---- Article

Out of my frustration came inspiration. At the time, one of my favorite movies was the Vietnam War epic “Apocalypse Now.” I sat down at the typewriter (yes, it was that long ago) and wrote a police-themed homage, and humorous parody, entitled “Desk Reports Now.” Using characters from our department, it told the story of a desk officer who’d obviously gone insane. He was taking reports from everyone and anyone regardless of where the incident happened or what it was about. When I finished it, this story circulated around the station and received pretty good reviews.
As time progressed, I submitted a few articles to various magazines. My first serious success was an article submitted to the National Tactical Officers’ Association’s magazine, The Tactical Edge. To be part of such a respected publication was an honor for me. These small efforts helped set me on the course that connects directly to this article.
Sure, it can be a challenging task to assemble a bunch of words into a coherent form. Submitting it for publication is another obstacle to overcome. There are a number of dynamics and you don’t want to be embarrassed by what you say or how you put it. So: How do you effectively begin writing for cops and trainers?
Write Like Hemingway?
Now, don’t sit down at your computer thinking you will be “channeling” Ernest Hemingway. Unless you’re an English composition major or a writing phenomenon, it will be difficult. But to help you get to the point where you can write well, here’s some advice.
First, know where you want to go with your words. This means that development of a basic theme is a prerequisite. If you have something to share and especially if you haven’t seen it in print already, then you could be the author for the job.
Next, you must have command of the topic and an intimate understanding of the material. Your piece should be well thought out and defensible if its logic and accuracy are challenged. If that isn’t the case, find another subject.
Occasionally, a questionable article appears. The author proposes a technique or idea that prompts the logical question: “Hey Billy Bob—where the hell did that come from?” If you’re going to tell cops about something, you need to be on solid ground.
Think about the topic in detail. It helps to be passionate about the subject. To help collect my thoughts, I usually jot down ideas as they come to me or record them into a digital tape recorder. That way they’re retrievable. I suffer from CRS (Can’t Remember—Stuff). If you suffer the same, this will help you to keep organized.

--------
---- Data extract

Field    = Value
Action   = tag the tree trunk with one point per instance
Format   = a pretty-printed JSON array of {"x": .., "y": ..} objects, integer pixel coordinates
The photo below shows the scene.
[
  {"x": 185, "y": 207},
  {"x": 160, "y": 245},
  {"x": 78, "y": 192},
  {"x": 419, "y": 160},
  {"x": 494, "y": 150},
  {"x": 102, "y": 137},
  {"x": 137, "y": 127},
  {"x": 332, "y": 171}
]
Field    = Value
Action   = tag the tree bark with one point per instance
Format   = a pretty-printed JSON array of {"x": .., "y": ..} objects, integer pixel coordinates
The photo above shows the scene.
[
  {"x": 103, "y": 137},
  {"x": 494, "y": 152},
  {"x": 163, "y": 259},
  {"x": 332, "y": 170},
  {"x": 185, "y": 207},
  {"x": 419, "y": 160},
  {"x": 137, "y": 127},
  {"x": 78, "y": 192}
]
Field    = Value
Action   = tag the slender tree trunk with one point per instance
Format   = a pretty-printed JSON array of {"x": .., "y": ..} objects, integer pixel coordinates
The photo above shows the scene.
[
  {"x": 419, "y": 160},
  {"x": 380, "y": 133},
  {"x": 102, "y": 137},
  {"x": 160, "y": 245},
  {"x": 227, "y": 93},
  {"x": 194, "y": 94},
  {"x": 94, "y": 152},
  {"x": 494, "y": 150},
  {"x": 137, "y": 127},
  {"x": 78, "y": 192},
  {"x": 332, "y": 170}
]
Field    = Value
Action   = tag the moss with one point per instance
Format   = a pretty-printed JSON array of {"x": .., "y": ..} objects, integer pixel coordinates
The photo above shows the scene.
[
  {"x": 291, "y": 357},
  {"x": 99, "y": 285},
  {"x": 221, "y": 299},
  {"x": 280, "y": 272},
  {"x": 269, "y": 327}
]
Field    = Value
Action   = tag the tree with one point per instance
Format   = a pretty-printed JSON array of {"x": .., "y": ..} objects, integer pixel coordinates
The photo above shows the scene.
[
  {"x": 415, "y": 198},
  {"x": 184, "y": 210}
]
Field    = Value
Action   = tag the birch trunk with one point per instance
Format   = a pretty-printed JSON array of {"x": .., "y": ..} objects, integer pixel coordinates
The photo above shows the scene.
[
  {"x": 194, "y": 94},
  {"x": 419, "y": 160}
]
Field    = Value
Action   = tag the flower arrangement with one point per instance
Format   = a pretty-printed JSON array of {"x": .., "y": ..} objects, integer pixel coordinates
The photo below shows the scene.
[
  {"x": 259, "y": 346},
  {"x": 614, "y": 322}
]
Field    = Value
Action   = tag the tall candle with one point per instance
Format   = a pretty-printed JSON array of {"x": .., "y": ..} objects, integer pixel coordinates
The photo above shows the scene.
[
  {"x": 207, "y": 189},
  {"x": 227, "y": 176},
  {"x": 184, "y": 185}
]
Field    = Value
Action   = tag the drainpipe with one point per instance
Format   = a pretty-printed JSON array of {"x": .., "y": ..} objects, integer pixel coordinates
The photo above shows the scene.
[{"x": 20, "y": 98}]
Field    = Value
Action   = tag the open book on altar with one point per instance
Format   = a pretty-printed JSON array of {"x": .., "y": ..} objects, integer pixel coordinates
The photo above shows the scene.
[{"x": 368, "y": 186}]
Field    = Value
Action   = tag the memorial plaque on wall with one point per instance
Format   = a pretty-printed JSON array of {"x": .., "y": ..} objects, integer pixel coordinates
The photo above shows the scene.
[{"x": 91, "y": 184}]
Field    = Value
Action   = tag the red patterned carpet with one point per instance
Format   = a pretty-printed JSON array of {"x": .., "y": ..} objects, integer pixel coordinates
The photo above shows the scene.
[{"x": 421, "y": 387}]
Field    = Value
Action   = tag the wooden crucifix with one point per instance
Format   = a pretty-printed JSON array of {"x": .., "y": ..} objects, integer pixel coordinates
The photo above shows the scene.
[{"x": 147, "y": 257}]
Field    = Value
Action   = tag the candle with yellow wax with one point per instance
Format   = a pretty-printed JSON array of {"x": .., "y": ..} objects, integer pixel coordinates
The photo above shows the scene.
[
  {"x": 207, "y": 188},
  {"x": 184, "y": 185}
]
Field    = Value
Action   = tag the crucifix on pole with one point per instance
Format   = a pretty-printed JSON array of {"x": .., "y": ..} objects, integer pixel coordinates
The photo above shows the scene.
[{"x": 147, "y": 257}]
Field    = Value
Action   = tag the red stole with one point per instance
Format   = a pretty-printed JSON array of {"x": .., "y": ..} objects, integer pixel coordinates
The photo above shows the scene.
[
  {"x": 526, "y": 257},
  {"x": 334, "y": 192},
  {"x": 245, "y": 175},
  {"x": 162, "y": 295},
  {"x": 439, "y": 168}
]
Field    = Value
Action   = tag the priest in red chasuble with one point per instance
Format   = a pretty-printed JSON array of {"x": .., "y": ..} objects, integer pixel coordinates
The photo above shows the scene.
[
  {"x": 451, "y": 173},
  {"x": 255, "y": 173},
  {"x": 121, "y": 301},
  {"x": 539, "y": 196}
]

--------

What to work on -
Answer these questions about the article on writing for police.
(a) What title did the writer give the parody typed on a typewriter?
(b) In which magazine did the writer's first serious success appear?
(c) Besides jotting ideas down, how does the writer capture ideas as they come?

Answer in full -
(a) "Desk Reports Now"
(b) The Tactical Edge, the National Tactical Officers' Association's magazine
(c) By recording them into a digital tape recorder